=== 原文 ===
クラレットジャグとチャレンジベルトのレプリカ
ILLUSTRATION: GETTY IMAGES

1860年10月、スコットランドの西海岸にあるプレストウィックで、初のメジャー大会となるプロ選手権がおこなわれました。優勝賞品は銀のメダリオンの刺繍が入った赤いモロッコ革ベルトというユニークな賞品で、3連覇を果たすとそのベルトを永年所有できるという規則がありました。(画像の赤いベルトは当時のものを再現したレプリカです)

この初のメジャーに出場者したゴルファーはわずか8名。優勝スコアはウィリー・パーク・シニアの174(36ホール)、次点は2打差の176でオールド・トム・モリスという結果でした。

初年度の成績が比較的ハイスコアだっため、この結果を見た多くのアマチュアゴルファー達は、「自分たちの方が良いスコアを出せるのでは?」と翌年の大会に向け続々と参加の意志を表明しました。

そのため、翌年からこの大会はオープン選手権へと変更されたため、これが全英オープンのはじまりとなりました。


◆最強の遺伝子

続く翌年1861年の大会で優勝したのはオールド・トム・モリス(別名:トム・モリス・シニア)です。1862年には、ウィリー・パークを13打差で破り、これは現在でも全英オープンの最多ストローク差優勝記録として破られていません。

オールド・トム・モリスは、7年間で4回全英オープンを制し、1867年には46歳と102日で最年長チャンピオンの記録を打ち立てました。この記録は現在も破られていません。

しかし翌年の1868年、彼の支配的な強さは世代交代を迎えます。

若干17歳だったオールド・トム・モリスの息子であるヤング・トム・モリスが最年少優勝者となり父を打ち負かしましたのです。
=== 提供記録 ===
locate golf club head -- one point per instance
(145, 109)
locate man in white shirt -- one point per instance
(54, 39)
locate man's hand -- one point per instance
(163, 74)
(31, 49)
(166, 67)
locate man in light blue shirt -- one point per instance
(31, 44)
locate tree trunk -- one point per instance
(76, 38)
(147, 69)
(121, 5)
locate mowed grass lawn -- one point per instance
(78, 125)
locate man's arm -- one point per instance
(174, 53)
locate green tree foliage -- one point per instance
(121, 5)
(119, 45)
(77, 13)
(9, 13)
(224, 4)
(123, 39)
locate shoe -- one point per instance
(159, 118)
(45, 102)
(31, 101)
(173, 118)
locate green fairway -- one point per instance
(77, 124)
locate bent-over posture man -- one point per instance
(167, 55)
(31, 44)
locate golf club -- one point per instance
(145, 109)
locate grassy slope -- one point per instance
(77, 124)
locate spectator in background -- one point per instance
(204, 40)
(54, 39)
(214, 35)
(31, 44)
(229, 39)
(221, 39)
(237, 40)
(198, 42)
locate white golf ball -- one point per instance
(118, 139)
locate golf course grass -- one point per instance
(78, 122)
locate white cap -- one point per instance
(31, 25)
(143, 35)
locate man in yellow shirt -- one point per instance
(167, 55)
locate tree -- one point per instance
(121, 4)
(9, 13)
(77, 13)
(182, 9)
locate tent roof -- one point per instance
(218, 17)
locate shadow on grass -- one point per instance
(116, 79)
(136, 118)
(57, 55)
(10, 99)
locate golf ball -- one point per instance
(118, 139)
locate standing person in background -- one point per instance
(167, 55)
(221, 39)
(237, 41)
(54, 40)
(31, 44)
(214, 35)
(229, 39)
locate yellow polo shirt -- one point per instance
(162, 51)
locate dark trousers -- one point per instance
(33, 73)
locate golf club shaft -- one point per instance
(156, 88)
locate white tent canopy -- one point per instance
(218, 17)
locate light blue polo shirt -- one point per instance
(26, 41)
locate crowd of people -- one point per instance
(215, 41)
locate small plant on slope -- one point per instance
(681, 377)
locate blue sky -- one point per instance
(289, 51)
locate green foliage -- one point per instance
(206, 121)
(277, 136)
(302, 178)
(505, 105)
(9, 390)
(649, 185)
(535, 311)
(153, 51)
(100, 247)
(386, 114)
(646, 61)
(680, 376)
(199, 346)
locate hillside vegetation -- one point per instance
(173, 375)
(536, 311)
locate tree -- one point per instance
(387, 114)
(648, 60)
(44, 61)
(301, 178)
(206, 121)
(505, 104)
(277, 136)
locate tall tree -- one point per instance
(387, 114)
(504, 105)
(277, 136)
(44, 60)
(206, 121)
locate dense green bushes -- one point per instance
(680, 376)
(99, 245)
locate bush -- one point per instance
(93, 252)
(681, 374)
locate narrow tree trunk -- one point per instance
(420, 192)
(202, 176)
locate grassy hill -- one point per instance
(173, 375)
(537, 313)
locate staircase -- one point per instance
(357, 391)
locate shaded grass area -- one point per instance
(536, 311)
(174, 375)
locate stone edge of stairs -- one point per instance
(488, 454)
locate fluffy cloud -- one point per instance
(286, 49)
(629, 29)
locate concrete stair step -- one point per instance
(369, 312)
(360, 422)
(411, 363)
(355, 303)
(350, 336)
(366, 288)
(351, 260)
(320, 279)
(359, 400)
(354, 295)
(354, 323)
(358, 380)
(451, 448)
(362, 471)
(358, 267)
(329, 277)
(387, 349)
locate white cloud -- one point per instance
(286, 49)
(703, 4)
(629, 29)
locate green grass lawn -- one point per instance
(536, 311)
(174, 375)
===
• 演習問題:
1. 全英オープンの歴史に関する本文のうち、「続く翌年1861年の大会で優」で始まり「しかし翌年の1868年、彼の支配的な強さは世代交代を迎えます。」までの部分を、「最年長チャンピオン」を「最高齢チャンピオン」に置き換えて書き直してください。
2. 記録のうち、「locate dense green」を含む行から記録の最終行までを、両端の行も含めて一字一句そのまま再現してください。
本文と記録は、それぞれ異なる出典に由来します。

• 設問別解答:
1.
続く翌年1861年の大会で優勝したのはオールド・トム・モリス(別名:トム・モリス・シニア)です。1862年には、ウィリー・パークを13打差で破り、これは現在でも全英オープンの最多ストローク差優勝記録として破られていません。

オールド・トム・モリスは、7年間で4回全英オープンを制し、1867年には46歳と102日で最高齢チャンピオンの記録を打ち立てました。この記録は現在も破られていません。

しかし翌年の1868年、彼の支配的な強さは世代交代を迎えます。

2.
locate dense green bushes -- one point per instance
(680, 376)
(99, 245)
locate bush -- one point per instance
(93, 252)
(681, 374)
locate narrow tree trunk -- one point per instance
(420, 192)
(202, 176)
locate grassy hill -- one point per instance
(173, 375)
(537, 313)
locate staircase -- one point per instance
(357, 391)
locate shaded grass area -- one point per instance
(536, 311)
(174, 375)
locate stone edge of stairs -- one point per instance
(488, 454)
locate fluffy cloud -- one point per instance
(286, 49)
(629, 29)
locate concrete stair step -- one point per instance
(369, 312)
(360, 422)
(411, 363)
(355, 303)
(350, 336)
(366, 288)
(351, 260)
(320, 279)
(359, 400)
(354, 295)
(354, 323)
(358, 380)
(451, 448)
(362, 471)
(358, 267)
(329, 277)
(387, 349)
locate white cloud -- one point per instance
(286, 49)
(703, 4)
(629, 29)
locate green grass lawn -- one point per instance
(536, 311)
(174, 375)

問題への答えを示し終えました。